*Given text:*
──────

I am 21 & and am currently living between London and North Yorkshire. Just finished my degree in Psychology. No career ideas materialising as of yet; moving to Sydney, Austrailia with my boyfriend in september.



I like small animals, documentaries, beautification, and working on project hot bitch. Twitter: gemmaorchard90
June 3rd
05:19

So yesterday was pretty fun…

Met up with Sophie for a few drinks at the pub, had a good catch up and a bitch about the people we know haha. Haven’t seen her in a year but I have known her since I was 4, got suprisingly drunk though, not like crazy drunk but I was a little worried seeing as I was meeting another friend a few hours later. Went home, had dinner and a nap and I was good to go!

Then I went and met Stacey; another friend I have known since I was 4, we went to the same pub as I had gone to earlier; Luckily the bar staff were not the same as the ones earlier or it’d have been a bit awkward. There was a “DJ” (basically one of the bar staff with headphones) who did a limbo competition and another guy that worked there made everyone do this dance routine, and then the obvious YMCA, macarena and cotten eye joe came on - there was a conga line, it was awesome haha. He even played my def leppard, guns and roses and alice cooper requests, good old dj bobby… There was this group of northern blokes there who apparently were related trying it on with Stacey which I found funny, they did fit the lads on tour stereotype which was even better, anyway I was telling them how Andrew is northern and that we are engaged and everything; it was quite sweet- the youngest one was clearly trying to keep up with everyone else and was absolutely wasted, so I got him some water because I’m a fucking good guy. So we stayed around those guys because they became all fatherly and stopped other guys trying it “oiii, go away, she is engaged.. to a northerner!” So anyway, when the pub shut at about half 2 me and stacey deided we had to have mcdonalds so had to get the bus to kings cross. On that bus this other guy was talking to me about uni and apparently has been to Lincoln, doubt it though as he said it was a great night out…unlikely, so yeah we got our food and walked home. Was a pretty funny day :)

June 2nd
06:39

Good morning :)

I’m actually up and dressed and make uped before 12, I need to keep doing this otherwise I will literally just stay on a sofa for the rest of my life. Going to the pub later :) Excited to actually have a conversation with another 20 something human!

June 1st
16:26
Via
12:45

My last post was deleted because

I got it wrong, I thought the job was for 3 months but it is 2 or 3 weeks which I could do, and would earn about a grand to go into the Australia fund. The job might not even become available but if it does atleast there is some form of certain money.

──────

*Given information:*
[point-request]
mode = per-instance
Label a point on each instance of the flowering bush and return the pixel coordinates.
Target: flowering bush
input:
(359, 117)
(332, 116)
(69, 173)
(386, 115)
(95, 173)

──────

*Problem to solve:*
Answer these from the blog text:
1. Where is the writer moving in September, and with whom?
2. At roughly what time did the pub shut on the night out with Stacey?
3. How long would the job last, and about how much would it earn?

*The reply:*
1. Sydney, Australia, with her boyfriend.
2. At about half 2.
3. Two or three weeks, earning about a grand.